• **INSTRUÇÕES DO EXERCÍCIO**
• 1. Como fica em inglês a frase "Eurico Miranda já foi uma figura divisiva.", tirada do texto sobre Eurico Miranda?
• 2. Escreva a continuação do texto sobre Eurico Miranda a partir do ponto em que ele termina.

Eurico Miranda, John Ford e a complexidade da vida

Eurico Miranda já foi uma figura divisiva. Hoje, é tratado como um dos grandes vilões da história do futebol brasileiro e, principalmente, do Vasco da Gama. A série “A Mão do Eurico“ se propõe, em cinco capítulos, a dissecar essa figura a partir de seus feitos, abordados em ordem cronológica e acessados por relatos atuais e registros históricos. É uma viagem pela trajetória do homem que foi de um mero membro do clube de regatas até se tornar a figura mais poderosa da história de uma instituição centenária.

Poderíamos passar horas em um boteco discutindo as falhas da série. Afinal, é muito claro o que seus realizadores escolhem contar e o que omitir – o que, vale dizer, é totalmente válido, afinal, todo documentário é, também, uma ficção. O fato de a série não falar sobre a Copa União de 1987 e o acordão entre Eurico e CBF para melar os planos dos 12 grandes de criar uma liga independente, por exemplo, é triste, já que, até hoje, o futebol brasileiro sofre nas mãos da Confederação justamente pela sabotada protagonizada por Eurico.

Mas o mais interessante é ignorarmos o doisladismo e focarmos no que a série tem de mais interessante: Eurico foi dúbio por ser, ao mesmo tempo, o pior dirigente para se enfrentar, mas o melhor advogado que seu clube poderia ter. Poucos – ou talvez nenhum – dirigente lutou tanto por seu clube quanto Eurico Miranda, independente do custo. Foi protagonista no desmoronamento de um dos mais tradicionais clubes do país, que teve uma queda que não pode ser comparada com a de nenhum outro grande no século, mas também foi o sujeito que fez o Vasco viver sua era mais vitoriosa; que levou para o campo o gigantismo que o Vasco já tinha fora dele.

• **MATERIAL LISTADO**
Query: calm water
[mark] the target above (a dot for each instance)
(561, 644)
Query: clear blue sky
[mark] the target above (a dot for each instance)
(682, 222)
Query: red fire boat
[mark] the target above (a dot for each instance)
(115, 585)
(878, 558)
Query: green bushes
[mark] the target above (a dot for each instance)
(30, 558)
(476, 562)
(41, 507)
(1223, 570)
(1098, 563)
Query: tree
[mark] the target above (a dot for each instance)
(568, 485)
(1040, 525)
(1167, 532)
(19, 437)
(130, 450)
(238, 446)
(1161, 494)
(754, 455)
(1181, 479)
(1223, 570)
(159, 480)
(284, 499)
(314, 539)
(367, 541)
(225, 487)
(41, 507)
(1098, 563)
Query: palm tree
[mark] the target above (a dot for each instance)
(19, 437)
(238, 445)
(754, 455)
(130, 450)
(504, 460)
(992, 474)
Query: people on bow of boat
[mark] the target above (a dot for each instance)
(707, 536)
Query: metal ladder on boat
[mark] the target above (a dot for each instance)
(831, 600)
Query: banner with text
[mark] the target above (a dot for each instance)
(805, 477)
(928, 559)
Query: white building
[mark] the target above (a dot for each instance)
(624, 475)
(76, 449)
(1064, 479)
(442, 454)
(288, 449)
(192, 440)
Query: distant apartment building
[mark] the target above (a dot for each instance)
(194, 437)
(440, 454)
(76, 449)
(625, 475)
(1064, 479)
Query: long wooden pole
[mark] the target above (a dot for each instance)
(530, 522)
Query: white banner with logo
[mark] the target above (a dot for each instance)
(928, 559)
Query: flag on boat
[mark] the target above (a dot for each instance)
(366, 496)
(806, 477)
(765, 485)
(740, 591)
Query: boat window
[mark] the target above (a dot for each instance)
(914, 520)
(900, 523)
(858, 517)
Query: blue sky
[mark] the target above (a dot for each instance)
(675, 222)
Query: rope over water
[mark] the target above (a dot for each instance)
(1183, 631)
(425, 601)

• **RESPOSTAS ESPERADAS**
• 1. Eurico Miranda was once a divisive figure.

• 2.
Eurico manipulou o regulamento para ter Edmundo na final de 1997 e ser campeão, e deveria ter sido julgado e punido por isso, mas não há como não respeitar o quão longe ele foi e arriscou para ver seu amor triunfar. O interessante de Eurico é que não precisamos dividir entre o bom e o mau, eles coexistem no mesmo personagem, nos mesmos atos, nos mesmos feitos. Quando expulsa Roberto Dinamite, maior ídolo da história do Vasco, das tribunas, é por se sentir ameaçado, por sentir ciúmes do clube que amava, temer perder o controle. O poder, obviamente, corrompe e o corrompeu, mas até em seus gestos mais reprováveis, Eurico demonstrou amor pelo Vasco.

É até engraçado como o documentário da Globoplay traz relatos tão carinhosos sobre uma figura que possui uma imagem tão negativa. Boa parte das conversas são com familiares de Eurico, e outras com jornalistas que não demonstram ódio ou desprezo por ele, mas fascínio, além de lendas do futebol que só têm coisas boas para falar sobre, como Romário. O que “A Mão do Eurico” parece querer vender para nós é que Eurico não é doença, mas sintoma. Uma figura típica (mas exagerada) do futebol do século passado, que se tornou anacrônica ao permanecer no poder quando não tinha mais como acompanhar as mudanças que o mundo do esporte sofreu.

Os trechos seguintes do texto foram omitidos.